Express the records from the line with "Point to the railing" up to and including the line with "x=553, y=336" as a JSON list of strings, one string per line, leaving out blank lines.

──────── RECORDS FOR THE EXERCISE ────────

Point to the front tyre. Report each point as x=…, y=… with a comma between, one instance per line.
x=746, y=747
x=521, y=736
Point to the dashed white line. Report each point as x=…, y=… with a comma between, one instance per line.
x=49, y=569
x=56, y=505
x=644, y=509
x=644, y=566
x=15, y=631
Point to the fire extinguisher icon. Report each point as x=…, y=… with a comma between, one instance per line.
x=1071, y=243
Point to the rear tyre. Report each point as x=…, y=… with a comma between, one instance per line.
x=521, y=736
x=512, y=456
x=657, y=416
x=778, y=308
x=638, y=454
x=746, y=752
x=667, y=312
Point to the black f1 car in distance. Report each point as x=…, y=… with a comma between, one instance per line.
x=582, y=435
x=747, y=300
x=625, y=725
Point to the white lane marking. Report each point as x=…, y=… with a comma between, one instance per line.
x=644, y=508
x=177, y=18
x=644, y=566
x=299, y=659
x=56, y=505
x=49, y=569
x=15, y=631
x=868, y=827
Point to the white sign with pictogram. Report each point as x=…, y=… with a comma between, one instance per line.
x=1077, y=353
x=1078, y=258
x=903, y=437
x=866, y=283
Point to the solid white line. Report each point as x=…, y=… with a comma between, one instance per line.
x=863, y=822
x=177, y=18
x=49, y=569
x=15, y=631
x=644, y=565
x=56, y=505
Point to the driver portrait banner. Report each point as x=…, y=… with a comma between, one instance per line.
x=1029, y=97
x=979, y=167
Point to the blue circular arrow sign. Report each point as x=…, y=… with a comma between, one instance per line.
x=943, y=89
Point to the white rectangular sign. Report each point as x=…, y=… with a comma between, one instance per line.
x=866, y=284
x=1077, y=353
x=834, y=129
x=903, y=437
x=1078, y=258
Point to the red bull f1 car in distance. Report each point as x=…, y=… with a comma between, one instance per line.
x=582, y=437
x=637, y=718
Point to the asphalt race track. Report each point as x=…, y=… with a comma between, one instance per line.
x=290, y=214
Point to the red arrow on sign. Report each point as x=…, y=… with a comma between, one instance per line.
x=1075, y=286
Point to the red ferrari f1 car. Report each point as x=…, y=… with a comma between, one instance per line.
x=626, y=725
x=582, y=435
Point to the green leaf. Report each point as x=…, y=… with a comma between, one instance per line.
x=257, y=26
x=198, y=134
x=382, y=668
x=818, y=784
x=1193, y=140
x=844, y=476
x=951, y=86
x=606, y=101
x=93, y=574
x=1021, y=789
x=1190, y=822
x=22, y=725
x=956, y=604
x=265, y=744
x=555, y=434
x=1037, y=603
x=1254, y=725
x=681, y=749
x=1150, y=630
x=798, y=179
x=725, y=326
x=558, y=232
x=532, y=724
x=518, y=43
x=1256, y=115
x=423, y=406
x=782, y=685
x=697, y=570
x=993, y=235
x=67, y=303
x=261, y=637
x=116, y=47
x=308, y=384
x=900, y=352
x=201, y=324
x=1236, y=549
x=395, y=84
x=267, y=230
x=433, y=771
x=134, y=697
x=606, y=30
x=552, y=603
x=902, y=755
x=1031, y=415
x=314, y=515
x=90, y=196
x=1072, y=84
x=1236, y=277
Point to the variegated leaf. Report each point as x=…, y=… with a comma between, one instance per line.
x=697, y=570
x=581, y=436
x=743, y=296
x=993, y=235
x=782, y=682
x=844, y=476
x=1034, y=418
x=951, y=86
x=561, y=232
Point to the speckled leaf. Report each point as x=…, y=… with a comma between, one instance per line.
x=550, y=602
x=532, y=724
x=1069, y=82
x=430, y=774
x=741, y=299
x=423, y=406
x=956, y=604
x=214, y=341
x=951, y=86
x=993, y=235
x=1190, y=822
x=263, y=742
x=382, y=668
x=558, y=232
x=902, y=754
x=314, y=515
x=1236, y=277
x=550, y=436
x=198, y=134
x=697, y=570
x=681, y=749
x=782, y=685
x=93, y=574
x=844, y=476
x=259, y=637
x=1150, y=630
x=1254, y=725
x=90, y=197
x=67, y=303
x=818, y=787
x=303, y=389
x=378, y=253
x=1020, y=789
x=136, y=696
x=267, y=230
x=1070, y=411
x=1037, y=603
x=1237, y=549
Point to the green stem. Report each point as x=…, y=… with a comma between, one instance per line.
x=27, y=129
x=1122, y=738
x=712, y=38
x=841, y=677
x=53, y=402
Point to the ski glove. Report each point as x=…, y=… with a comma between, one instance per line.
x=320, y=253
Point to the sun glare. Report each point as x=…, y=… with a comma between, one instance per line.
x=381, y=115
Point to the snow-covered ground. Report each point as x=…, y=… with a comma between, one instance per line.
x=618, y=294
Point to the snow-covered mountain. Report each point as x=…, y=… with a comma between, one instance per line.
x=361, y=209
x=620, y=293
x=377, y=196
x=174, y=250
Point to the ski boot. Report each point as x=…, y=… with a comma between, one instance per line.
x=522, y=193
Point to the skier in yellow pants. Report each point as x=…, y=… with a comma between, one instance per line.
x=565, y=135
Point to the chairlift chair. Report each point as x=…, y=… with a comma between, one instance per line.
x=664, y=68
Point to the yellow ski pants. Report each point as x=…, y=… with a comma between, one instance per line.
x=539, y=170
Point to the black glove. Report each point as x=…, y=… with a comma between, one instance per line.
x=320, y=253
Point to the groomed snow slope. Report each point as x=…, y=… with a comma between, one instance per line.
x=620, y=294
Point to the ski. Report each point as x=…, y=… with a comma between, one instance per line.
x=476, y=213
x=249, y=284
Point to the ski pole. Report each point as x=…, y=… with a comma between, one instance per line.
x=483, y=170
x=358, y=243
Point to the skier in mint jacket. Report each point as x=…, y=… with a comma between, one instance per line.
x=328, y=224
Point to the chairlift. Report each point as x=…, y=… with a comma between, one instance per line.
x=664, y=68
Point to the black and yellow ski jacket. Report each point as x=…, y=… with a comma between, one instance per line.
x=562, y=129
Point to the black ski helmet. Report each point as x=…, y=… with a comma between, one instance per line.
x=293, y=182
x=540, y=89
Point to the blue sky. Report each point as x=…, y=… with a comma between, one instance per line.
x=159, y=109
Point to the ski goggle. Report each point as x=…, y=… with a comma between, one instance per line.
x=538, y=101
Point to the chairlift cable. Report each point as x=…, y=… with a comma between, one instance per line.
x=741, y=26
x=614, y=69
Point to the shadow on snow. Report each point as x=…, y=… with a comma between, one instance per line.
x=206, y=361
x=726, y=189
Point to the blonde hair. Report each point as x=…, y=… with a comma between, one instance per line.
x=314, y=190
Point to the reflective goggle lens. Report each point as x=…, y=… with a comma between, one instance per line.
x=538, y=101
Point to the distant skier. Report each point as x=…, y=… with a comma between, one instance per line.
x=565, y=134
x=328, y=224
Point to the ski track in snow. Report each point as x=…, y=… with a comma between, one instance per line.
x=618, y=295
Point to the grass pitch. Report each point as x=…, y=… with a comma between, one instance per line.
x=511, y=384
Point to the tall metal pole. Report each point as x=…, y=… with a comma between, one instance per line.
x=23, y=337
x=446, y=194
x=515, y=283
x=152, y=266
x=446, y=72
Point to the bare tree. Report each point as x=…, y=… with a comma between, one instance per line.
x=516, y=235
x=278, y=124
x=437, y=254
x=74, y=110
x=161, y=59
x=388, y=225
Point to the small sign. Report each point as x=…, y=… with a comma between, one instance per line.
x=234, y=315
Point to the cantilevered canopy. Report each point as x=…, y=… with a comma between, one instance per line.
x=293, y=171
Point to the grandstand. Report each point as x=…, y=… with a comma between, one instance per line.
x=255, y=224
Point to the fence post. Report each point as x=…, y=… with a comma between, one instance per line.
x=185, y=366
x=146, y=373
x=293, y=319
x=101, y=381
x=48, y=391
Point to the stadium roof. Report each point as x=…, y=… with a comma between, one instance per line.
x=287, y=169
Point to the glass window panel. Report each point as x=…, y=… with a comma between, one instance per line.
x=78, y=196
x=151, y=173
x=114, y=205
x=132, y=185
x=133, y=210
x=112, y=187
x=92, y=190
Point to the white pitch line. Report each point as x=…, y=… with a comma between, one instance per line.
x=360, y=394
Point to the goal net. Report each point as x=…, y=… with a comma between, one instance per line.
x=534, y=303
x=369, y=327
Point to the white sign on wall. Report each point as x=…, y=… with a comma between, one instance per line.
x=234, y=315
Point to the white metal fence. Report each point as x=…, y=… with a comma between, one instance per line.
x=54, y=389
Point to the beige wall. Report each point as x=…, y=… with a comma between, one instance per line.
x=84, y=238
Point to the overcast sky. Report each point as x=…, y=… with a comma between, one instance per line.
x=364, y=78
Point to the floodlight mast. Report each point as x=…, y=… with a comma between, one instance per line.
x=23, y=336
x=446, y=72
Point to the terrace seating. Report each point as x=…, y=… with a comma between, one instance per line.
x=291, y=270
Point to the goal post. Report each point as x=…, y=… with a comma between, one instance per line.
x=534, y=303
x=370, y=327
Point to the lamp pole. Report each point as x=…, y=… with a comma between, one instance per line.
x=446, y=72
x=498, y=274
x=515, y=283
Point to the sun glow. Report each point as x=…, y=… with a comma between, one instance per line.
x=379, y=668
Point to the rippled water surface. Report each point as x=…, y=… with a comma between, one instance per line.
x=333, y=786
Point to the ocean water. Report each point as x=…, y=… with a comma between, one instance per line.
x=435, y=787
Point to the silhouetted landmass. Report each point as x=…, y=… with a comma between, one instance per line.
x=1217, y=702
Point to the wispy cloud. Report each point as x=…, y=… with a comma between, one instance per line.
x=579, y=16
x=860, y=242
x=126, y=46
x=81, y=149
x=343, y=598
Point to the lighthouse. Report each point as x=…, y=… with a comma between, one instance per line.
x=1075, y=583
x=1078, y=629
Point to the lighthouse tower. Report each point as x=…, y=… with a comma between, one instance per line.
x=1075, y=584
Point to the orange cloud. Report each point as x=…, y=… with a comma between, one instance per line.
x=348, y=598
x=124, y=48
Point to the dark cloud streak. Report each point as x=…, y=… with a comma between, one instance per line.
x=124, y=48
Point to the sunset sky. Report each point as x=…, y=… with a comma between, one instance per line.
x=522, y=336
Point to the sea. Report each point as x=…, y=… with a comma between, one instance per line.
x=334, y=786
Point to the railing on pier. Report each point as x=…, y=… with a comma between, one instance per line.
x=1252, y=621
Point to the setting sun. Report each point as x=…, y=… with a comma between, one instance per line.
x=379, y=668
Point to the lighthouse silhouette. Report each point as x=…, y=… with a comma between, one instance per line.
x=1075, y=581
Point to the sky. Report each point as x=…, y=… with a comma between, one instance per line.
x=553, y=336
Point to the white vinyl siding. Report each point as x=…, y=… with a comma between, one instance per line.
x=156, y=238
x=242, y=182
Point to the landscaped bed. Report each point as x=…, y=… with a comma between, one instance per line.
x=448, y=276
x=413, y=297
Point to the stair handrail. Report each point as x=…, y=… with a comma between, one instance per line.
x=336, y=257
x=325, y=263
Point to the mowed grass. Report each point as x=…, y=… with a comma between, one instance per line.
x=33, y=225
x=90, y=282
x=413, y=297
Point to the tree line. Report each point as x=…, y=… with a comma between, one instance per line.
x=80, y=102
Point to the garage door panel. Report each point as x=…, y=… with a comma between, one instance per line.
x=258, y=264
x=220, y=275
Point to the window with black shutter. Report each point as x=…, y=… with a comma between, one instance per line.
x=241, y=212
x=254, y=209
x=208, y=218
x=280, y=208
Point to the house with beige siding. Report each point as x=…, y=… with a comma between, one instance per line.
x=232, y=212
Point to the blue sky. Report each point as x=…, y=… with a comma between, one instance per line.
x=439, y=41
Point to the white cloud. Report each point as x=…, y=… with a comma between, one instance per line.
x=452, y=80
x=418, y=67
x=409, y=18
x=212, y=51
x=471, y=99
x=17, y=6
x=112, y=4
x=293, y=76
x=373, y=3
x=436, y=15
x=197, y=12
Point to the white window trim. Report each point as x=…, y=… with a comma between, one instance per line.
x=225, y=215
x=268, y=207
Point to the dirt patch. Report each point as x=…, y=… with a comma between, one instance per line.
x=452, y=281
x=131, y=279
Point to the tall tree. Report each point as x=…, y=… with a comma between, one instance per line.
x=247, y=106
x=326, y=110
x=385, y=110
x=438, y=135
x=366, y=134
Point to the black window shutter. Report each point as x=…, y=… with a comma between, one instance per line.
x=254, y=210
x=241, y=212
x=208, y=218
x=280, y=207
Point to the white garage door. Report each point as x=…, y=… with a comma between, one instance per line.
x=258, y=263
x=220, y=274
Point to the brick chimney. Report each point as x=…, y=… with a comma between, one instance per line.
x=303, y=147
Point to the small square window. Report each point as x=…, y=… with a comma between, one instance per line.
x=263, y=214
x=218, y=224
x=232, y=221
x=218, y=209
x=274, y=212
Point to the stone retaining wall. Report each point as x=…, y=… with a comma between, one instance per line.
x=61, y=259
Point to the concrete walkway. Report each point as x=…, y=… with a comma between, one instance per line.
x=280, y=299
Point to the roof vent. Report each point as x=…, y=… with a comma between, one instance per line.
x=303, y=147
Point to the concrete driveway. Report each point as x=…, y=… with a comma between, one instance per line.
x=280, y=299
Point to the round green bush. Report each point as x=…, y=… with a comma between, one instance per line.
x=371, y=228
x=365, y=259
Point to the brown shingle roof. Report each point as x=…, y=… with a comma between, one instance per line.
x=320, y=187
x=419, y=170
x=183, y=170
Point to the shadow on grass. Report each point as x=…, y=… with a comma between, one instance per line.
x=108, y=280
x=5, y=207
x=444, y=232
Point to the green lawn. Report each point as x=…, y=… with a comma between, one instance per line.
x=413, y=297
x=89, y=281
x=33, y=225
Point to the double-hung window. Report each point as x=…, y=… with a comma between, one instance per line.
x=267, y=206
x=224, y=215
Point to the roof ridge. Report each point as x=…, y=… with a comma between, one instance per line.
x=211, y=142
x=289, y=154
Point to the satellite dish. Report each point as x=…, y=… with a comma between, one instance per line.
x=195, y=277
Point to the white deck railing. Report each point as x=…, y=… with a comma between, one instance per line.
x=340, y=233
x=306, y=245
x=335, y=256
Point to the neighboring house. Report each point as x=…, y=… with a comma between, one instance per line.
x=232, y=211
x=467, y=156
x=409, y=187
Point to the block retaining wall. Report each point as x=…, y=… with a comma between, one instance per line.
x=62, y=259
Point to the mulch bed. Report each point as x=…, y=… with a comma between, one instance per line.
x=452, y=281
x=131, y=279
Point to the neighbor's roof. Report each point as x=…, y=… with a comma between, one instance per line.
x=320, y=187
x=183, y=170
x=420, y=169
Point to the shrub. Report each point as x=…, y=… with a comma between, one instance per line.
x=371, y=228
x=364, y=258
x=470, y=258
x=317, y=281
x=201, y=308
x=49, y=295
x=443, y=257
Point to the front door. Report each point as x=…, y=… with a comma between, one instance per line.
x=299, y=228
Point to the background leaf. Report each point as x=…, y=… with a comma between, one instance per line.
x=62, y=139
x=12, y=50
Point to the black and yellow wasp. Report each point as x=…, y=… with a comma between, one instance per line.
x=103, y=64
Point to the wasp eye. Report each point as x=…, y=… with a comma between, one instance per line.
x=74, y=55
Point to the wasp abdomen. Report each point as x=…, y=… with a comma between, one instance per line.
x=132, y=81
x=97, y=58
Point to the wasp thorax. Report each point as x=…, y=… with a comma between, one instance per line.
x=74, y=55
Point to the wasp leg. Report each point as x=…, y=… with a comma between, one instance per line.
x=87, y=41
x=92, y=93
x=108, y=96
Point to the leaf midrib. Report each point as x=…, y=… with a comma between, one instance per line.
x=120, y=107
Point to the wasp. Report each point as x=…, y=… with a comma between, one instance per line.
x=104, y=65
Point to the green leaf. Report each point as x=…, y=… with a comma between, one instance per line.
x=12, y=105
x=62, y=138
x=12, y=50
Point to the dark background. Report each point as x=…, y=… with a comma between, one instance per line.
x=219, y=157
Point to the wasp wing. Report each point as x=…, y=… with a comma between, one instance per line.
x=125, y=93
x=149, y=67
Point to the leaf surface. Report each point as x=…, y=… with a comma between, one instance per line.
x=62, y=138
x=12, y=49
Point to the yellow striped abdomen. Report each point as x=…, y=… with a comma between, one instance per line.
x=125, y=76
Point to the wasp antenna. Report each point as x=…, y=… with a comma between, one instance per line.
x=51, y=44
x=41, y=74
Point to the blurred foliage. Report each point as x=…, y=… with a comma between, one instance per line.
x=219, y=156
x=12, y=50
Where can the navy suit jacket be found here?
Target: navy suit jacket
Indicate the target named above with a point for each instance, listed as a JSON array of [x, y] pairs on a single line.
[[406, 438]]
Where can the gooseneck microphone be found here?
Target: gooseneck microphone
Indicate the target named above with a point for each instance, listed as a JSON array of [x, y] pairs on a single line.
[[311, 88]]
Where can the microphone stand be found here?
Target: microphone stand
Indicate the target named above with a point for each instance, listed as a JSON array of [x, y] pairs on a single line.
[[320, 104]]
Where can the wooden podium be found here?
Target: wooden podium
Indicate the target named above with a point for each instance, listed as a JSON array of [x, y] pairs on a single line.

────────

• [RESULT OF THE TASK]:
[
  "Point to the railing on pier. Report each point as x=…, y=… with a comma between, one instance per line.",
  "x=1252, y=621",
  "Point to the setting sun. Report each point as x=…, y=… with a comma between, one instance per line.",
  "x=379, y=668",
  "Point to the lighthouse silhouette. Report each point as x=…, y=… with a comma between, one instance per line.",
  "x=1075, y=581",
  "Point to the sky. Report each point as x=…, y=… with a comma between, one instance per line.",
  "x=553, y=336"
]